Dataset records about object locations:
-- begin --

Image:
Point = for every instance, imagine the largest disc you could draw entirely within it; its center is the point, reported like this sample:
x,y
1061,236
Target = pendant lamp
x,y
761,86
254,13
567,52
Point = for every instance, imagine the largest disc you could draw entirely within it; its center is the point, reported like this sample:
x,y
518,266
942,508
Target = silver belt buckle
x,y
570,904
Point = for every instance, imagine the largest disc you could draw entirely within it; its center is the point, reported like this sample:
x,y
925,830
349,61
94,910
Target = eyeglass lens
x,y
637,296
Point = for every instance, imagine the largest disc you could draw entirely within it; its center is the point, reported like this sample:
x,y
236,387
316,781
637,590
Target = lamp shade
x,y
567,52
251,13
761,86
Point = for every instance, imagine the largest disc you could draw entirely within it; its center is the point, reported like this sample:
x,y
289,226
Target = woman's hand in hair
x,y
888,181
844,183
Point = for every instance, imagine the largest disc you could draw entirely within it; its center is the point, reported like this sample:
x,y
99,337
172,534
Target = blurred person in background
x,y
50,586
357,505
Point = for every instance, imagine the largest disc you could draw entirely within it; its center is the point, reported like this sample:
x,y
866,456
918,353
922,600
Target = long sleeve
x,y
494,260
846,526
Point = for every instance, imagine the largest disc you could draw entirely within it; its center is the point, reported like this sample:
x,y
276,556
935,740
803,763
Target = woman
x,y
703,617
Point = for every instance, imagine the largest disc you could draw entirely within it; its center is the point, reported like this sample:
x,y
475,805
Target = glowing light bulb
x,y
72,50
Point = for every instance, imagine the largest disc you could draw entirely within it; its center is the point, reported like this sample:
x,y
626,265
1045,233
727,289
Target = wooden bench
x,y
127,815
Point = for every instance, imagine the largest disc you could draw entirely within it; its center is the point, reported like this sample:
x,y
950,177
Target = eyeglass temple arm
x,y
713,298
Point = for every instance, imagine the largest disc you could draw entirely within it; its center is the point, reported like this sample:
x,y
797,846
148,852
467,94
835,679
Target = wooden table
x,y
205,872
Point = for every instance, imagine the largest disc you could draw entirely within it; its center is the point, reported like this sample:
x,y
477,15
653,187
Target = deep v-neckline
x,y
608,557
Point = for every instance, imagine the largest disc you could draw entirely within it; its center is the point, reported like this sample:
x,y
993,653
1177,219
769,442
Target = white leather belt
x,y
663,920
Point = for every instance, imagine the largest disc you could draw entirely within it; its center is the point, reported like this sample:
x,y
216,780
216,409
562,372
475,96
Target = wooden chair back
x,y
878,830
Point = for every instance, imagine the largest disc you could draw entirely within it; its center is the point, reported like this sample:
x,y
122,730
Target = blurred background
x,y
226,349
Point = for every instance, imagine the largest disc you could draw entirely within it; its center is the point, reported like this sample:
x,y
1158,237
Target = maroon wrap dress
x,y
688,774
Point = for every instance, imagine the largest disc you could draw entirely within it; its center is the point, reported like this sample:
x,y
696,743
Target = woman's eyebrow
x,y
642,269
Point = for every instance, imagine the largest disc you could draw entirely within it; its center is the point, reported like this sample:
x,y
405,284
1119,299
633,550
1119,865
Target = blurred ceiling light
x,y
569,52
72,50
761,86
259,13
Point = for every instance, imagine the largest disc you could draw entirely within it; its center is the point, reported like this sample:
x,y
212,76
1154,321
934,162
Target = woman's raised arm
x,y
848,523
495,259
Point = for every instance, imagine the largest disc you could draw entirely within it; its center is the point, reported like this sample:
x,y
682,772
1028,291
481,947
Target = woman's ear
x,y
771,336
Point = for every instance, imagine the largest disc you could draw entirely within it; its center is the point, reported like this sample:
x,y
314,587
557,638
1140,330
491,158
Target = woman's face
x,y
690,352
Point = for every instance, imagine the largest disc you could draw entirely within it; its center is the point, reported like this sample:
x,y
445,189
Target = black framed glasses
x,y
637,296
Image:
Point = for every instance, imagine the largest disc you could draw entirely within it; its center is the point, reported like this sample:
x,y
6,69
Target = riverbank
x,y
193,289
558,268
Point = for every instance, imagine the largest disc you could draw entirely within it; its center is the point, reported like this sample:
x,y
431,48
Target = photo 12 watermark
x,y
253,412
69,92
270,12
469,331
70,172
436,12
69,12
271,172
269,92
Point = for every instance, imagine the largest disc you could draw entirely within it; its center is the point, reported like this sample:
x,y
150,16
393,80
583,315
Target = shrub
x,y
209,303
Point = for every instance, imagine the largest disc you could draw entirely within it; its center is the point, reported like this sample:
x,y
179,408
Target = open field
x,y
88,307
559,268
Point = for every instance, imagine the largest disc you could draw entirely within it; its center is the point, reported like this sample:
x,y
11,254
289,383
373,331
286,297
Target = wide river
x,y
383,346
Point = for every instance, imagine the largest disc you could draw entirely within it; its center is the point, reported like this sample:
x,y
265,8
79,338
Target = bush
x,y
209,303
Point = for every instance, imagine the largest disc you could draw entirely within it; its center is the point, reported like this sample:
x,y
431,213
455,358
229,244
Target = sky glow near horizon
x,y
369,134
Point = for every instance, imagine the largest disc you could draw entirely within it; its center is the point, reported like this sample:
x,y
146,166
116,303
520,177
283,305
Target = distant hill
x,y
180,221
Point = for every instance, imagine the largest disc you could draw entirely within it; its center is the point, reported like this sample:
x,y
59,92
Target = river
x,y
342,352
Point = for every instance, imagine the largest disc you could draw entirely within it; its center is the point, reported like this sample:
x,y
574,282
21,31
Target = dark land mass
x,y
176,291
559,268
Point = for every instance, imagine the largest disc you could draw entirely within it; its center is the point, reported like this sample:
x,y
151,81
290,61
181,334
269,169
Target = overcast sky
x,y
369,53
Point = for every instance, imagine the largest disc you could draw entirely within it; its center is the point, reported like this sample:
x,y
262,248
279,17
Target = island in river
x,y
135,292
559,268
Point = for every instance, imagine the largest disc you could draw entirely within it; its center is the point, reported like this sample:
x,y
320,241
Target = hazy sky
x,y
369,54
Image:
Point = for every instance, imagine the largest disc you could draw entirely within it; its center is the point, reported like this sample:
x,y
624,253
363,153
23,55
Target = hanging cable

-- end --

# Your goal:
Return the full listing, character for character.

# Written solution:
Image:
Point = for every instance, imagine the largest disc you could draw entirely within it; its center is the point, reported like this sample:
x,y
1061,236
Target = pendant lamp
x,y
761,86
254,13
567,52
Point = for every instance, imagine the largest disc you could draw entirely within it; its center is the point, reported like this sample:
x,y
518,266
942,508
Target = silver belt buckle
x,y
570,904
Point = for every instance, imagine the largest disc you could draw entirely within it; its center is the point, reported like this sample:
x,y
925,830
349,61
94,910
Target = eyeglass lens
x,y
637,296
Point = for every instance, imagine the largest disc you could draw entirely within it; its center is the point, reported like this sample:
x,y
236,387
316,781
637,590
Target = lamp shade
x,y
567,52
251,13
761,86
Point = for every instance, imagine the largest disc you could draw entirely within it; its center is the point, reported like this sample:
x,y
289,226
Target = woman's hand in hair
x,y
888,181
844,183
Point = for every instance, imagine the largest disc you could draw entirely within it; its center is the point, reported like this sample:
x,y
99,337
172,534
Target = blurred person in background
x,y
50,586
357,505
Point = for every instance, imagine the largest disc you could draw entirely within it; its center is the point, reported like this sample:
x,y
866,456
918,353
922,600
Target = long sleeve
x,y
494,260
846,526
Point = for every instance, imagine the largest disc you could draw entirely within it; its center is the point, reported like this sample:
x,y
276,556
935,740
803,763
Target = woman
x,y
703,617
Point = for every instance, imagine the largest disc you could draw entirely within it; its center is the point, reported like this sample:
x,y
475,805
Target = glowing light bulb
x,y
72,50
Point = for every instance, imagine the largest disc you could draw entirely within it; its center is the point, reported like this sample:
x,y
626,265
1045,233
727,289
Target = wooden bench
x,y
127,815
Point = for every instance, imagine the largest disc you could draw entirely within it; its center is the point, reported like this sample:
x,y
950,177
Target = eyeglass temple arm
x,y
713,298
Point = for every instance, imagine the largest disc you could draw entirely within it; its center is the point, reported like this sample:
x,y
797,846
148,852
467,94
835,679
Target = wooden table
x,y
205,872
Point = for every instance, imagine the largest disc you could draw entirely within it; its center is the point, reported like this sample:
x,y
477,15
653,187
Target = deep v-neckline
x,y
608,557
Point = for every instance, imagine the largest disc you could draw entirely within it; its center is the point, reported like this sample:
x,y
993,653
1177,219
769,442
Target = white leather belt
x,y
663,920
Point = for every instance, imagine the largest disc you could draw entirely within it; its center is the point, reported like this sample:
x,y
216,780
216,409
562,372
475,96
Target = wooden chair back
x,y
878,830
Point = for every instance, imagine the largest disc you could draw entirely within it; its center is the point, reported like this sample:
x,y
122,730
Target = blurred background
x,y
226,349
Point = for every instance, imagine the largest disc you could draw entirely within it; its center is the point, reported like this sample:
x,y
1158,237
Target = maroon wrap dress
x,y
688,774
Point = for every instance, imagine the largest disc you could draw entirely within it; its center is the point, reported like this sample:
x,y
696,743
Target = woman's eyebrow
x,y
642,269
Point = for every instance, imagine the largest disc you could draw entirely within it; its center is the point, reported like this sample:
x,y
405,284
1119,299
633,550
1119,865
Target = blurred ceiling light
x,y
569,52
72,50
761,86
259,13
Point = for every instance, imagine the largest disc you could draw entirely within it; its center is the point, reported like this sample:
x,y
212,76
1154,321
934,162
Target = woman's raised arm
x,y
848,523
495,259
Point = for every instance, imagine the largest disc you could draw entirely within it; its center is the point, reported like this sample:
x,y
682,772
1028,291
481,947
Target = woman's ear
x,y
771,336
Point = for every instance, imagine the largest disc you could draw entirely within it; its center is the point, reported like this sample:
x,y
314,587
557,638
1140,330
491,158
Target = woman's face
x,y
690,352
Point = for every instance, imagine the largest disc you could draw entirely within it; its center is the point, reported like this sample:
x,y
445,189
Target = black framed glasses
x,y
637,296
Image:
Point = for every instance, imagine the largest disc you could draw entirely within it; its center is the point, reported like this sample:
x,y
6,69
Target = riverbank
x,y
193,289
558,268
Point = for every instance, imagine the largest disc you could draw entirely within it; its center is the point, reported like this sample:
x,y
431,48
Target = photo 12 watermark
x,y
253,412
69,92
270,12
469,331
70,172
436,12
69,12
271,172
269,92
Point = for every instance, imagine the largest disc you could draw entirely within it; its center is the point, reported like this sample:
x,y
150,16
393,80
583,315
Target = shrub
x,y
209,303
Point = for every instance, imagine the largest disc you could draw entirely within it; its center is the point, reported like this sample:
x,y
179,408
Target = open field
x,y
88,307
559,268
Point = for every instance, imagine the largest disc you could draw entirely within it; its center is the point, reported like this sample:
x,y
11,254
289,383
373,331
286,297
Target = wide river
x,y
383,346
Point = for every instance, imagine the largest disc you could draw entirely within it; its center is the point, reported like this sample:
x,y
265,8
79,338
Target = bush
x,y
209,303
Point = for every instance, imagine the largest disc you could draw entirely within it; its center is the point, reported like this sample:
x,y
431,213
455,358
229,244
Target = sky glow near horizon
x,y
369,134
Point = for every instance, imagine the largest disc you could draw entirely within it; its center is the point, reported like this sample:
x,y
146,166
116,303
520,177
283,305
Target = distant hill
x,y
180,221
Point = for every instance, imagine the largest disc you could draw entirely within it; its center is the point, reported like this sample:
x,y
59,92
Target = river
x,y
342,352
Point = for every instance, imagine the largest disc you could draw entirely within it; its center is the point, reported like this sample:
x,y
574,282
21,31
Target = dark land mass
x,y
176,291
559,268
Point = for every instance, imagine the largest disc you could draw entirely within it; its center is the point, reported like this sample:
x,y
151,81
290,61
181,334
269,169
Target = overcast sky
x,y
369,53
Point = for every instance, imagine the largest disc you could draw entirely within it; its center is the point, reported like this sample:
x,y
262,248
279,17
Target = island in river
x,y
135,292
559,268
Point = for every instance, imagine the largest disc you could draw entirely within it; its center is the point, reported like this sample:
x,y
320,241
Target = hazy sky
x,y
369,54
Image:
Point = for every instance, imagine the largest disc you could draw entirely within it; its center is the point, reported like this sample:
x,y
624,253
363,153
23,55
Target = hanging cable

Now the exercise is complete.